In the Python code below, what does the docstring of `prepare_data` say the method does?

* **Quoted passage**:
......

In [None]:
import os

import json
import time
import numpy as np
import tiktoken # for token counting
from collections import defaultdict

from src.prompts import *
from src.hapi_elpers import sample_cases, clear_openai_cache

from openai import OpenAI

In [131]:
class TrainingDataPreparer():
    def __init__(self):
        self.training_data = None
        self.validation_data = None

    def prepare_data(self, data_paths: list[str], annotation_types: dict = annotation_types):
        """Prepare data in the format required by OpenAI's fine-tuning API"""
        data = []
        
        for case_path in data_paths:
            with open(case_path, encoding='utf-8') as f:
                file = json.load(f)

......

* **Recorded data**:
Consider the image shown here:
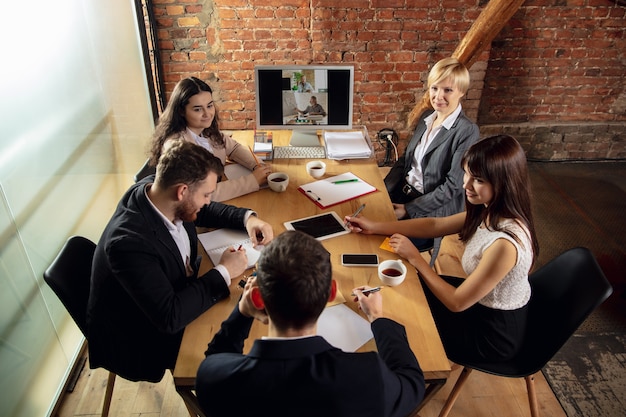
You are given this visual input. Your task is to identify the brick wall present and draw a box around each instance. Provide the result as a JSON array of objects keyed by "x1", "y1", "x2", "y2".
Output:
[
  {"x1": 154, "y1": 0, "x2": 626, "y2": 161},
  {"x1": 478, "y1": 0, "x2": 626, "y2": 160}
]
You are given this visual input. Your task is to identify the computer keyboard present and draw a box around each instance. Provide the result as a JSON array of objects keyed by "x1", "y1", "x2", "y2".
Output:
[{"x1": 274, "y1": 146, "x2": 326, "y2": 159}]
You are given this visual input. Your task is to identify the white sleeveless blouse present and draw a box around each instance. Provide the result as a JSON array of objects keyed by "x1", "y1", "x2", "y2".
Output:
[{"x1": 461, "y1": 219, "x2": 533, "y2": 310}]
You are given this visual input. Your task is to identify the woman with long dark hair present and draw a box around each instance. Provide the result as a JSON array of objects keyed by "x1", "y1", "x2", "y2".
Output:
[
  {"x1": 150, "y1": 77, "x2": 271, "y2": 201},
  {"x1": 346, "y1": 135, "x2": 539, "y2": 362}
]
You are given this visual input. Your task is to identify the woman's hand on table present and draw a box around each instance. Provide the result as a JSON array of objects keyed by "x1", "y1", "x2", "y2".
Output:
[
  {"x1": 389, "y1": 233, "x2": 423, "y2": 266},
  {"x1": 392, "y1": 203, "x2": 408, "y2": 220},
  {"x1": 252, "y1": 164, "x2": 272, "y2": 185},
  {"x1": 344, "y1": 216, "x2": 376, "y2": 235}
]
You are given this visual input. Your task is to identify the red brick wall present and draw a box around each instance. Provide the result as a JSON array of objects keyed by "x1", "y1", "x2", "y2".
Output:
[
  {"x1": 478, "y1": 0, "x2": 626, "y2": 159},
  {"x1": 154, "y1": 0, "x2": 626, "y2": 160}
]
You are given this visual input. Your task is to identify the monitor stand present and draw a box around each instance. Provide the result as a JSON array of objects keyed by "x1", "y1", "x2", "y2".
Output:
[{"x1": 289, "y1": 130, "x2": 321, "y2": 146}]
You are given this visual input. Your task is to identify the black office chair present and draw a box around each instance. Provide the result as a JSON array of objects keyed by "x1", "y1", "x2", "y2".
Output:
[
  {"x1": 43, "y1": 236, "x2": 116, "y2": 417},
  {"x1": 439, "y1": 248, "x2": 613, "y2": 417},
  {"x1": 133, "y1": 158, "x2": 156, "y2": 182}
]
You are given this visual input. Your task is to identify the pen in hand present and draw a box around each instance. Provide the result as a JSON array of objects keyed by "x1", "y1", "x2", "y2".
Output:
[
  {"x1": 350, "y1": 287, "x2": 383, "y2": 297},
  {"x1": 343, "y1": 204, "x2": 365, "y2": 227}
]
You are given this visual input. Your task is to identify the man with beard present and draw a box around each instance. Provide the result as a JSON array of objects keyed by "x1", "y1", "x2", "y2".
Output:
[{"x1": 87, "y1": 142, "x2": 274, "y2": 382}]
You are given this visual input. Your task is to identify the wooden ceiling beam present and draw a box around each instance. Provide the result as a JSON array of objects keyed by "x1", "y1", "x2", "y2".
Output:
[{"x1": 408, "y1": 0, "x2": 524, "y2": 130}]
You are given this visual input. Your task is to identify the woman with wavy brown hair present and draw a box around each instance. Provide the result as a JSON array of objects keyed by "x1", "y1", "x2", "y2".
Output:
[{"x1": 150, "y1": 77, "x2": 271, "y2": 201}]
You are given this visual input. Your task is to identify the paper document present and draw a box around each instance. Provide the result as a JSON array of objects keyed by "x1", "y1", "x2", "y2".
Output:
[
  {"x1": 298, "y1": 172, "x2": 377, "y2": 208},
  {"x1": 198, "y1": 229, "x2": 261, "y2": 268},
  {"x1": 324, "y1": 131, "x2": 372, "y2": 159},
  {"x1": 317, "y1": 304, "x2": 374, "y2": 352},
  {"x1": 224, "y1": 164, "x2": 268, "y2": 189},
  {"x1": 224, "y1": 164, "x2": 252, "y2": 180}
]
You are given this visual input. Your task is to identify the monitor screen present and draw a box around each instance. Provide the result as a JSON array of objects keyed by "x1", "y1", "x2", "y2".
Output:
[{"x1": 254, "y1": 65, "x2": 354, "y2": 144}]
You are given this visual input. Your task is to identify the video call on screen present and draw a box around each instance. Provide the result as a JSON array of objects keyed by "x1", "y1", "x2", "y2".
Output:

......

* **Task response**: It prepares data in the format required by OpenAI's fine-tuning API.